## [Aim of the task]
Pull out every line of the rows below that contains the string "green" and copy each one. Match case exactly.

## [Data in this exercise]

:::

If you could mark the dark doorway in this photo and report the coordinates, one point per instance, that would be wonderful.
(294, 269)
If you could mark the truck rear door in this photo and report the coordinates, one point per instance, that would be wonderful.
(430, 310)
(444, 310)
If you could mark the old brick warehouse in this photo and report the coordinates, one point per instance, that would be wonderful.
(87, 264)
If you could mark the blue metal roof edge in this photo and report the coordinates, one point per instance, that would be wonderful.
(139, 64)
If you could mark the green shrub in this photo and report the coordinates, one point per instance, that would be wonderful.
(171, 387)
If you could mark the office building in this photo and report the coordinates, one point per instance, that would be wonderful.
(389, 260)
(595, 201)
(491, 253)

:::

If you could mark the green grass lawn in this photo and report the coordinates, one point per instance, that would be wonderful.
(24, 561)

:::

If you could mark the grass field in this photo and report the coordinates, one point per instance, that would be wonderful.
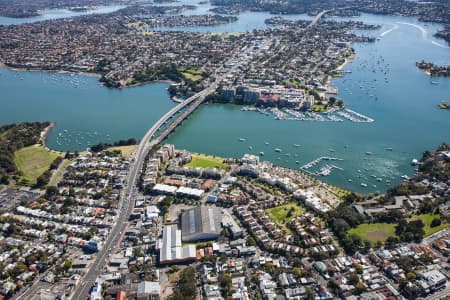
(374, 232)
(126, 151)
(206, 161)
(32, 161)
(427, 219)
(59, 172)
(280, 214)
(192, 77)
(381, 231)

:::

## [Result below]
If you could mark the green shrub in this photo and report the coordinates, one point per instance, that would be wonderful.
If you could mark the green grass lawn in this photo and report the coordinates, one point per instance, that would be wonderful.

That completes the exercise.